◆ **TEXT SECTION**:
*****

/ldsc

LD Score Regression (LDSC)

Primary LanguagePythonGNU General Public License v3.0GPL-3.0

LDSC (LD SCore) v1.0.0 - modified for CELLECT

This repo is forked from bulik/ldsc to better suit the needs for CELLECT. ldsc is a command line tool for estimating heritability and genetic correlation from GWAS summary statistics. We have made the following modifications.

Edits

  1. ldsc.py: will not compute the 'Annotation Correlation Matrix' to the log file. This can take a long time if you have many annotations.

  2. ldsc.py: will not compute the 'correlation matrix including all LD Scores and sample MAF' and condition number. Again, this may take a long time.

  3. sumstats.py: modified cell_type_specific() function:

    • 'result caching': write a ".cell_type_results.tmp.txt" file after each regression, so we don't loose all computations if ldsc fails during one of the regressions (or the server terminates during the regressions). This is especially important to when running ldsc with many CTS annotations.

*****

◆ **RECORD SET**:
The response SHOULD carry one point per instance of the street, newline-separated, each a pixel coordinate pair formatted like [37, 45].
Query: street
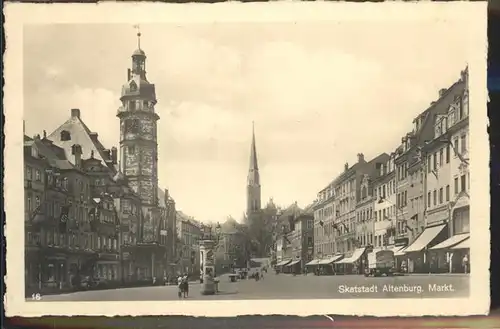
[284, 286]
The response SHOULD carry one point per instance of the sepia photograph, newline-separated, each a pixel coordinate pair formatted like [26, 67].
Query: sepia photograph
[247, 161]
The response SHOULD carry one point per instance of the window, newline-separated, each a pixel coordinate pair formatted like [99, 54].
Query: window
[463, 144]
[65, 135]
[455, 146]
[29, 206]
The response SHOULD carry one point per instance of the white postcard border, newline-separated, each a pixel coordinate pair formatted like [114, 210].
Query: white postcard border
[473, 14]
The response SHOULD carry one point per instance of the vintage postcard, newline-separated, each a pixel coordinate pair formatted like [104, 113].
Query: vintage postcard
[219, 160]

*****

◆ **ACTIONS TO TAKE**:
#1 List everything the LDSC fork description says the modified ldsc.py will no longer compute.
#2 Pick up the LDSC fork description after its final sentence and write its next part.

◆ **ANSWERS GIVEN**:
#1
- The 'Annotation Correlation Matrix'
- The 'correlation matrix including all LD Scores and sample MAF'
- The condition number

#2
    • display/log progress of the CTS regressions ("running regression no. ...")
    • wrapped 'CTS mode loop' inside try/except for better monitoring of errors.
    • added sys.stdout.flush() to enable 'online monitoring' of jobs - even without running in unbuffered mode (python -u).

New scripts

  1. quantile_M_fixed_non_zero_quantiles.pl: modified version of quantile_M.pl that support h2 calculations for fixed intervals.
  2. mtag_munge.py: an improved version of munge_sumstats.py created by mtag developers. We have made a few small convenient adjustments to mtag_munge.py (see git history) .

Environments

  1. Added environment_munge.yml with numpy and pandas versions that works with munge_sumstats.py (and mtag_munge.py). All of LDSC (including munge_sumstats.py and mtag_munge.py) runs only on python 2.7.